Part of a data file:
>>>>
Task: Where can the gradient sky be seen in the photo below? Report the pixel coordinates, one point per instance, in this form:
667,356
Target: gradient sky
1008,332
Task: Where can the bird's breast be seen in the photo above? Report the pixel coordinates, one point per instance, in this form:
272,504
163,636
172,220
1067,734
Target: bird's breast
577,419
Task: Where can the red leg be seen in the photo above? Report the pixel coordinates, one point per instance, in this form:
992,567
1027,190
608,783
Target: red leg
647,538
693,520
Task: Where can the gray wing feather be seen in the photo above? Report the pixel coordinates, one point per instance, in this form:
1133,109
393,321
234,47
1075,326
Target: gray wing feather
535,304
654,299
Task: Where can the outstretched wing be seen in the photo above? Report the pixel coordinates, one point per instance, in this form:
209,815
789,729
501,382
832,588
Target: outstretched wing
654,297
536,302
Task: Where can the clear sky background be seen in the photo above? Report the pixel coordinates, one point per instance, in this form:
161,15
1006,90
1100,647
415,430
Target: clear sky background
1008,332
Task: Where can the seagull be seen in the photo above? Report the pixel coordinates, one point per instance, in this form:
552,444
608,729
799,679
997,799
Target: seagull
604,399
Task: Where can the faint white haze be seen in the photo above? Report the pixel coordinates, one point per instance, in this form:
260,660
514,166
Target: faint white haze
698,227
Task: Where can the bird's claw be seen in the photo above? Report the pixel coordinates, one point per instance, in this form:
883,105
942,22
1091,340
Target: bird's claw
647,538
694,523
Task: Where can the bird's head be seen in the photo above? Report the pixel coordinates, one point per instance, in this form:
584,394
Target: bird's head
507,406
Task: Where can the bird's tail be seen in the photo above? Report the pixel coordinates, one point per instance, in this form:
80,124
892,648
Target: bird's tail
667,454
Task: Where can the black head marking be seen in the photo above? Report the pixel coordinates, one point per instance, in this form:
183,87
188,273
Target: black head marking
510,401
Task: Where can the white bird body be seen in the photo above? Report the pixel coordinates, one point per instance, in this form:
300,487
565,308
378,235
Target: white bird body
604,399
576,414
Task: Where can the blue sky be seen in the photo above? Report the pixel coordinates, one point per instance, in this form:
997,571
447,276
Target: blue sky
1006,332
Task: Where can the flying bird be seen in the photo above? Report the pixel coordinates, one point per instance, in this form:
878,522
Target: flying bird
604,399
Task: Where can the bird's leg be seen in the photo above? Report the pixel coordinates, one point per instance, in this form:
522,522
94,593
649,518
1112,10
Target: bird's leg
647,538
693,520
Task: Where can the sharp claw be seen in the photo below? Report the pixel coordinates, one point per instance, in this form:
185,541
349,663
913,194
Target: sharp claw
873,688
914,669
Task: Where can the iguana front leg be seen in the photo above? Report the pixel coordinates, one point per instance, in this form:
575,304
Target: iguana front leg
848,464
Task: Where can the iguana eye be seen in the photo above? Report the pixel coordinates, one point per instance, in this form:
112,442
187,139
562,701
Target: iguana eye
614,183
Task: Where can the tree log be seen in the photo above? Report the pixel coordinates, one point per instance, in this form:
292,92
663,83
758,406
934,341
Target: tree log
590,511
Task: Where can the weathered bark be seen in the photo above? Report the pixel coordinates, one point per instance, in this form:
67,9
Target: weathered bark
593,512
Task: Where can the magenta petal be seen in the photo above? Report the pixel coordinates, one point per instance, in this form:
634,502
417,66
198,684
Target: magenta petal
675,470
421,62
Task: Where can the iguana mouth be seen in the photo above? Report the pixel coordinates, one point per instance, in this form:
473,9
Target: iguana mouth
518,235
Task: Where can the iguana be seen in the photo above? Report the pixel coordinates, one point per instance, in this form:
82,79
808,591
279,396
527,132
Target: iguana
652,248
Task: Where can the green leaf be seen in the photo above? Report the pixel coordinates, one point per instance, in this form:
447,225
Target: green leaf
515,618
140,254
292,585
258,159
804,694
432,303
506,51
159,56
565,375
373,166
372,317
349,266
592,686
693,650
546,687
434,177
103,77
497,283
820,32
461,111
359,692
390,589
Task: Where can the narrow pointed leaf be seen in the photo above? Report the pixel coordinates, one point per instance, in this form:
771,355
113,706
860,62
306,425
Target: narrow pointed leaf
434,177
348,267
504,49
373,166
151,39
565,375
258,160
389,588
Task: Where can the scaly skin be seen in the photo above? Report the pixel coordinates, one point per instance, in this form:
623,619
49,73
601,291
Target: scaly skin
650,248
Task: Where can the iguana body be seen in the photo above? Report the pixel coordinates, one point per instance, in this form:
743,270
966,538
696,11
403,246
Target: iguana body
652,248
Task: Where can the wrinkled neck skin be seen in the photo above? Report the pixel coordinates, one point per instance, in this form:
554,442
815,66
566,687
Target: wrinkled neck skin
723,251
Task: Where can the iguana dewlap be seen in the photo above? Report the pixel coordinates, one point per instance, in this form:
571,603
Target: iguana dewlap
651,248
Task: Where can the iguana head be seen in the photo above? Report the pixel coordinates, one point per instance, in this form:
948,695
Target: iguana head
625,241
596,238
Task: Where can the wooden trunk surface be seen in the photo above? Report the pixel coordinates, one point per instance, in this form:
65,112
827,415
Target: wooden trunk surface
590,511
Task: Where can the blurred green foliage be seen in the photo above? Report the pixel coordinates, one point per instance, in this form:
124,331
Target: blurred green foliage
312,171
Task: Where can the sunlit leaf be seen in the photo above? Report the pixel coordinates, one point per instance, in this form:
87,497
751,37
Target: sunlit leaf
<<<<
* _WHAT TO PRODUCE_: Exact repetition is required for the lines from the one that contains "Task: Where can the wooden" through the final line; leave out everything else.

* _FINAL RESULT_:
Task: Where can the wooden trunk surface be seen in the photo above? Report the pixel coordinates, one point per instance, in this form:
65,112
827,415
Target: wooden trunk surface
590,511
Task: Where can the blurred green foliage be seen in the photo above? Report the pixel coordinates, one point per instance, in this form:
124,331
Target: blurred green foliage
312,171
Task: Where can the sunlit leaf be seen in the photo above? Report the pixel coordinates, one point per instance, in this form:
87,497
751,37
Target: sunlit leaf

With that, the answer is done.